■ **WHAT IS NEEDED**: Every line of the material that mentions the word "necktie" should be copied out.

■ **DATA UNDER STUDY**:

◇ ◇ ◇ ◇

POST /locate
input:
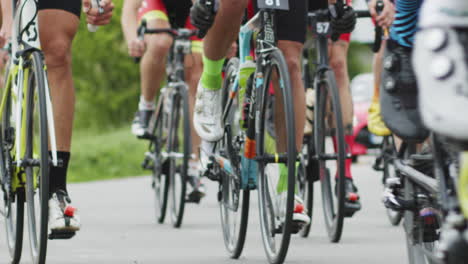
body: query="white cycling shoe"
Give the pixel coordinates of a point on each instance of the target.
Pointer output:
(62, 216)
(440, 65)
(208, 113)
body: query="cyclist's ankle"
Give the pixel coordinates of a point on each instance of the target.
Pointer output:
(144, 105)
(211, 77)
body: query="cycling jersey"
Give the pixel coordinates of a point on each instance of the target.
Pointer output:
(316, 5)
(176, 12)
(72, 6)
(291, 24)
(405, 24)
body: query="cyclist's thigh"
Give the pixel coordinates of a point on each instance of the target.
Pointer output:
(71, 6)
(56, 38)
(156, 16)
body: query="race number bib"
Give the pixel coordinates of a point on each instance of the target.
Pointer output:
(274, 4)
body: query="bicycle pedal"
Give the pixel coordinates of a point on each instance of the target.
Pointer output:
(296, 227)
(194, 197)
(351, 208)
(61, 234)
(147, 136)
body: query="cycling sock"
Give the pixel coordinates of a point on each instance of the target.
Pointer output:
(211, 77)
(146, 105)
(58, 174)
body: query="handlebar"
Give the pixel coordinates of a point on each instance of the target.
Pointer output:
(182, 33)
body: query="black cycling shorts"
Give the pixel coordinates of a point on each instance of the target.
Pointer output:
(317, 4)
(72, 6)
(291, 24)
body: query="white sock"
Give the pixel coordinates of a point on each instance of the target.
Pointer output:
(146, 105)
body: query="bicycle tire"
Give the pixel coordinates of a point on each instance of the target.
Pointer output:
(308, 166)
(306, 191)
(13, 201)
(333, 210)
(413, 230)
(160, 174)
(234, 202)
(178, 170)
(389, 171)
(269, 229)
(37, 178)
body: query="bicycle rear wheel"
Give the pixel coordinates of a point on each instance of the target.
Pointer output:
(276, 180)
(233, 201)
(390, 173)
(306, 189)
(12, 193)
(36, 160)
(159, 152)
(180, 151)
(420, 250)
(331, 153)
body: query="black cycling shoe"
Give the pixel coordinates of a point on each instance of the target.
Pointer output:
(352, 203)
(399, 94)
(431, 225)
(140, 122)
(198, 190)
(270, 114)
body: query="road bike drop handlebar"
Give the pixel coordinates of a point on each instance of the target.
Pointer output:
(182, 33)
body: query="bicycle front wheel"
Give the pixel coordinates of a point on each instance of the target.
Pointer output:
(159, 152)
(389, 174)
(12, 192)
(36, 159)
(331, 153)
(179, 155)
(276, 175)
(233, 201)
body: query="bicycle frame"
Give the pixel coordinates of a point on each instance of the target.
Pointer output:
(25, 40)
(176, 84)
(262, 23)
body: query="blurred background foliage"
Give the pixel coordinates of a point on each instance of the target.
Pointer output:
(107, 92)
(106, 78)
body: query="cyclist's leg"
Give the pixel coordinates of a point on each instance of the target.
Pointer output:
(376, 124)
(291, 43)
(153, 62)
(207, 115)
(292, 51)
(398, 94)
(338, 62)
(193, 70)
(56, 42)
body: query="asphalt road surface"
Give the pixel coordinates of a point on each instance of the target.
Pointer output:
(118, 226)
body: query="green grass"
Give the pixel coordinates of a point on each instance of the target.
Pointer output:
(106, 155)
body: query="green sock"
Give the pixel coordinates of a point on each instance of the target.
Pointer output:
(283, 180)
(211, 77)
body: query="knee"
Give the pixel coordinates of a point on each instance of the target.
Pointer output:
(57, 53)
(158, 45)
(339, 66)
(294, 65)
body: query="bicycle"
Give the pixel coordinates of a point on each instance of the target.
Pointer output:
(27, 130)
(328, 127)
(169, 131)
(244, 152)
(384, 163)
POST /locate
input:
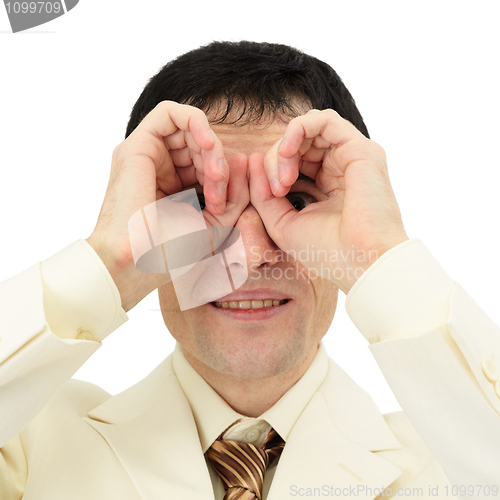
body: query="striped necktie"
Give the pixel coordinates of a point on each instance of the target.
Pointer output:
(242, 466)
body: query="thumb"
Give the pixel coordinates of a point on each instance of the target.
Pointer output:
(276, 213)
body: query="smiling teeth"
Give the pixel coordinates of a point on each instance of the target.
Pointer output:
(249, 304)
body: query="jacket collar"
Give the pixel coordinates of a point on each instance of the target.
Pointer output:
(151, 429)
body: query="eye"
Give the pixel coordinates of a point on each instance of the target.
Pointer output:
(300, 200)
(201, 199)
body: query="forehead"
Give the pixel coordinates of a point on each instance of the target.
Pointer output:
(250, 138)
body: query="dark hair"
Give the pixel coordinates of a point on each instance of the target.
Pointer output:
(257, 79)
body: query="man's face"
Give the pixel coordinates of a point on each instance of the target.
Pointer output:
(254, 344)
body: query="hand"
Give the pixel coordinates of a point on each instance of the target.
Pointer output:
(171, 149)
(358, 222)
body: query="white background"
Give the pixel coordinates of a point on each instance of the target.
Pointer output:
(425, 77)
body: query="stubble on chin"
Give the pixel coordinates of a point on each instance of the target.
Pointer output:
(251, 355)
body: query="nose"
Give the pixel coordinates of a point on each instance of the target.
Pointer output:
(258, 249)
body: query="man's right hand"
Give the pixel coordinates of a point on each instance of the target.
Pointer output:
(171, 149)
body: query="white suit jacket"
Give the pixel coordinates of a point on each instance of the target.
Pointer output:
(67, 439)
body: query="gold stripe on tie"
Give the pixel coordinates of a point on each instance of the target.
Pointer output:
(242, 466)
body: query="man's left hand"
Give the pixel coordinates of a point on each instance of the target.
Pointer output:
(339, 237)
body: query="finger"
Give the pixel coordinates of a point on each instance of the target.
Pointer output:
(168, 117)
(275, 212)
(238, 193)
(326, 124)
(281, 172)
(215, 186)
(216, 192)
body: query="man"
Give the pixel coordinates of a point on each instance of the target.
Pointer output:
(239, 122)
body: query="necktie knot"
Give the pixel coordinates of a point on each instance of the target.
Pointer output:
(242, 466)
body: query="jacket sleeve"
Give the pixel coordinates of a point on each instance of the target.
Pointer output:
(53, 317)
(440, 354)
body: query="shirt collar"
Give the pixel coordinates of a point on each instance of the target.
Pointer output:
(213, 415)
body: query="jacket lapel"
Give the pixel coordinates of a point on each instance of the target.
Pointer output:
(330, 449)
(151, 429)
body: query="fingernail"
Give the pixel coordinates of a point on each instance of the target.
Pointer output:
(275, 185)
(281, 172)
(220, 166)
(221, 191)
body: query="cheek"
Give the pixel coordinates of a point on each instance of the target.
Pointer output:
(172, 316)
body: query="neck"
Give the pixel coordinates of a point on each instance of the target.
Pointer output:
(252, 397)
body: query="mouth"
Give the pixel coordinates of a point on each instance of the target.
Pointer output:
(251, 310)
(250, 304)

◇ ◇ ◇ ◇

■ **WRITTEN REPLY**:
body: query="striped necktie"
body: query="necktie knot"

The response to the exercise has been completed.